Position annotation records
--
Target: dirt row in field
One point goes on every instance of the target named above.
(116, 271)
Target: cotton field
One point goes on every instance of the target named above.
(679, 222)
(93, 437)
--
Aim of the exercise
Update the items by changing "instance" to "occurrence" wherever it appears, leaving every other part unchanged.

Solution
Target: dirt row in field
One point goes on every occurrence of the target named above.
(116, 271)
Target: cotton field
One point goes on every occurrence of the target named above.
(679, 222)
(93, 437)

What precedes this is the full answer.